▸ TRY IT
Each entry below is to be returned exactly, with any pictures left out.

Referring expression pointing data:

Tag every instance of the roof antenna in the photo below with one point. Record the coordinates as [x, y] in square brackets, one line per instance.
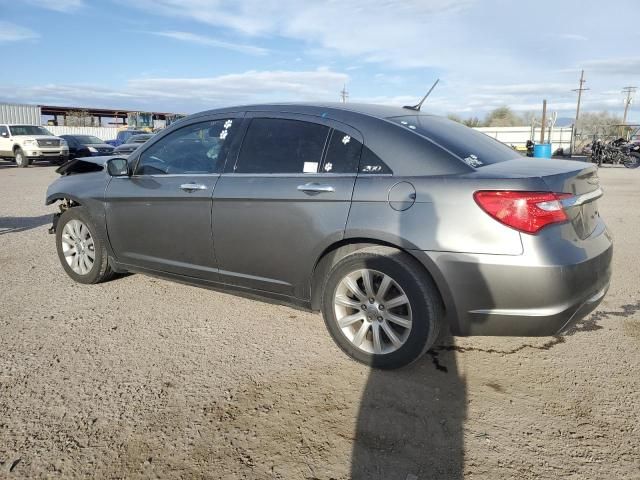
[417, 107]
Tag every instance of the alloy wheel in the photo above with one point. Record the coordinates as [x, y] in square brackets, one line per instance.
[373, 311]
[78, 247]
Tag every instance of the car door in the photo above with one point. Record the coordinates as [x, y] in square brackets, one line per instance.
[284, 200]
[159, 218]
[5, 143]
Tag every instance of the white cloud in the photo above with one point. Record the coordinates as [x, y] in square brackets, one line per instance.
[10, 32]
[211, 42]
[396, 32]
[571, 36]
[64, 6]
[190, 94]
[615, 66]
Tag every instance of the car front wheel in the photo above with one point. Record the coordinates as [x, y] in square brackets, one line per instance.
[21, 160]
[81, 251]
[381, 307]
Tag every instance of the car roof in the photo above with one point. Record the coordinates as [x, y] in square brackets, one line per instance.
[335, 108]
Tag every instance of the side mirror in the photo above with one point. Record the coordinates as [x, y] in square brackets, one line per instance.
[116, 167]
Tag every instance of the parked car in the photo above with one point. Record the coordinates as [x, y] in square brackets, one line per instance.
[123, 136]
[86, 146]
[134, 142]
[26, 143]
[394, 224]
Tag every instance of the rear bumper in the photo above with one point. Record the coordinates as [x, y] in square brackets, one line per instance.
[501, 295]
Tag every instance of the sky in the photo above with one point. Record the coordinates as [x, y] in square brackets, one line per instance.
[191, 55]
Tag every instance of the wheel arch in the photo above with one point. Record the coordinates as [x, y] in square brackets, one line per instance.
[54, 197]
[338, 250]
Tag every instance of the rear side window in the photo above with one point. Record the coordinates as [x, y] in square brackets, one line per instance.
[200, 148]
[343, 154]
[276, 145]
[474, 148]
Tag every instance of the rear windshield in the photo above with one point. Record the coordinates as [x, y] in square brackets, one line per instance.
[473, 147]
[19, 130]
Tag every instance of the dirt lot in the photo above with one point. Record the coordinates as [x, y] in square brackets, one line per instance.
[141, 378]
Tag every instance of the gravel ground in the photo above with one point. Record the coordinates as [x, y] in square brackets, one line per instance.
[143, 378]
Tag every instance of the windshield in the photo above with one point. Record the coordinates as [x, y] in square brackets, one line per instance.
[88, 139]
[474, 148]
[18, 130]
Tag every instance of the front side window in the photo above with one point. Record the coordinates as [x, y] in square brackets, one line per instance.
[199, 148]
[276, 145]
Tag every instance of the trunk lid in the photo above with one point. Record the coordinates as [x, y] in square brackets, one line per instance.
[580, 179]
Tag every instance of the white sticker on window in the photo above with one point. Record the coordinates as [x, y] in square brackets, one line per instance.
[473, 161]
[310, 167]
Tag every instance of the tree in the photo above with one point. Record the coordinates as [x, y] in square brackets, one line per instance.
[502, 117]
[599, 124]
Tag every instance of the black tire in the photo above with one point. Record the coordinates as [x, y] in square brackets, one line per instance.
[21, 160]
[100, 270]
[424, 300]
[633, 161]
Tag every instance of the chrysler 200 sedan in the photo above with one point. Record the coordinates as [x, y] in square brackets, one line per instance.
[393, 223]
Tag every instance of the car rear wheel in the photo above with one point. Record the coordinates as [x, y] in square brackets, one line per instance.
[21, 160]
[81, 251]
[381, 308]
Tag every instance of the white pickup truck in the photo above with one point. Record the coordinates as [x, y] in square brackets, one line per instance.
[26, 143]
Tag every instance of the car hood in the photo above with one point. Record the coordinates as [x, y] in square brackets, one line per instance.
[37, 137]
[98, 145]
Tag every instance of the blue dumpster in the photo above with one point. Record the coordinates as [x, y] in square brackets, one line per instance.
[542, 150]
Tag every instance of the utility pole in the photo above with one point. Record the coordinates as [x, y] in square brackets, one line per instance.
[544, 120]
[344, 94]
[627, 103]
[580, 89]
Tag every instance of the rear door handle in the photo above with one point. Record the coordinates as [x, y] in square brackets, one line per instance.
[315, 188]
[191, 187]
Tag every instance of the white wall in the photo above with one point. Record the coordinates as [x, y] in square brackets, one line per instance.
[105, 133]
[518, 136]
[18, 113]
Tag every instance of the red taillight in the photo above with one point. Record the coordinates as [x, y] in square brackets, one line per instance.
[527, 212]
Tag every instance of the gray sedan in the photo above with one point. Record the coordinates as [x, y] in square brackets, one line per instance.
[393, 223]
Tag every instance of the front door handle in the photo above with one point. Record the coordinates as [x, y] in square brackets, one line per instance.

▸ FINISHED EXERCISE
Tag every instance of the roof antenna in the photo below with one point. Record the coordinates as [x, y] in square brackets, one line per instance.
[417, 107]
Tag every instance of the alloy wheel in the photo above with one point. Record the coordinates as [x, y] in square brackets, one line per instance.
[373, 311]
[78, 247]
Tag every instance of the car door in the photo above with one point. Record the coordinates as [x, y] in square brackets, one line per instance.
[284, 200]
[159, 218]
[5, 143]
Tag every instance of the white cloud in the photo above with one point. Record the coordinates as [x, y] in square brackets, one line per instance.
[10, 32]
[211, 42]
[396, 32]
[571, 36]
[64, 6]
[190, 94]
[615, 66]
Tag every instance of the car front wheel in the photo above with one point. Record the coordinates as [x, y] in square brackets, one line per instance.
[21, 160]
[81, 251]
[381, 307]
Tag every instance of the car roof in the photo above with one point. Record the coordinates as [x, y] in square brackets, one line per instance.
[335, 108]
Tag every instance of the side mirror in the photo above with one point. Record the coordinates as [x, y] in square brackets, one line per instance.
[116, 167]
Tag every instance of the parked car in the photo above with one point. Record the coordinates as [x, y] in square brackets, one line per instance.
[123, 136]
[86, 146]
[134, 142]
[26, 143]
[394, 224]
Tag every instance of the rear bumper in the photo above with one point. Record the coordinates as [x, y] in square brackets, one line per instance.
[501, 295]
Tag every instance of the sky in the photo above with one point. Record the coordinates as [x, y] in square brackets, one line per instance.
[191, 55]
Tag every instance of the wheel arch in the photo above with one point. Record the coordinates as [x, y] in square brackets, one line per instance.
[54, 197]
[338, 250]
Tag every instance of the rear side window in the photo above with one point. Record the coordinates as [x, y] in square brackets, one line per instance.
[200, 148]
[343, 154]
[276, 145]
[474, 148]
Tag every instance of the rear windshield in the photo above with one point. Record the coordinates as [x, y] in square brackets, one line per instance.
[473, 147]
[19, 130]
Tag every instance of the dirt lot in the photo above with one point. Record the coordinates as [x, y] in square brackets, one line per instance.
[141, 378]
Tag every instance of the gravel ground in the photo above with one point. Record the coordinates as [x, y] in square brackets, one line per instance.
[143, 378]
Tag every instance of the windshield in the photo above with one point. Record the coordinates as [x, y] in square brackets, one line per instance.
[88, 139]
[474, 148]
[18, 130]
Tag every instance of the front side window in the photo above with one point. Record the coordinates as [x, y] in square brackets, one line per instance.
[199, 148]
[276, 145]
Tag every instance of the trunk lid in the photo above with one point. Record the coordinates as [x, y] in square brackets, one line per instance.
[580, 179]
Tag every instance of the white sticker on window in the photo above with one point. Record the coordinates as [x, y] in square brackets, one line per instance.
[473, 161]
[310, 167]
Tag every instance of the tree in the photo above with one point. Record the coordinates as [x, y] in square brackets, one line per instance.
[502, 117]
[599, 124]
Tag every instance of the black tire in the photo above with one point. Record the coordinates as [x, y] in square brackets, one line per instance.
[21, 160]
[100, 270]
[424, 300]
[633, 161]
Tag every instance of the chrysler 200 sedan in the photo above with one point. Record the coordinates as [x, y] in square brackets, one line per instance.
[393, 223]
Tag every instance of the car rear wheel in the photo above with one point. Record the coordinates as [x, y] in square brackets, one line per instance.
[21, 160]
[81, 251]
[381, 308]
Tag every instance of the white pickup truck in the photo above with one point. Record the coordinates as [x, y] in square brackets, one line per instance.
[26, 143]
Tag every instance of the car hood in the photo above with one point. Record the coordinates as [x, y] in square brackets, one line per instance.
[37, 137]
[98, 145]
Tag every instance of the blue dumpster in the photo above with one point. Record the coordinates as [x, y] in square brackets, one line per instance.
[542, 150]
Tag every instance of the utility pole in the photo above with one point. Record the coordinates as [x, y] in square brackets, one line per instance.
[544, 120]
[344, 94]
[627, 103]
[580, 89]
Tag every instance of the rear door handle in the photo above with one point. Record the coordinates as [x, y] in square brackets, one line per instance.
[315, 188]
[191, 187]
Tag every instance of the white wall in the photo above with one point. Record the coordinates as [x, y] in square brackets, one line per instance.
[105, 133]
[518, 136]
[18, 113]
Tag every instance of the red taillight in the photo above with one point. Record the coordinates as [x, y] in square brackets, one line per instance.
[527, 212]
Tag every instance of the gray sedan in the photo above with one point. Record the coordinates as [x, y] in square brackets, one line per instance.
[393, 223]
Tag every instance of the front door handle in the photo above with one point. Record the coordinates as [x, y] in square brackets, one line per instance.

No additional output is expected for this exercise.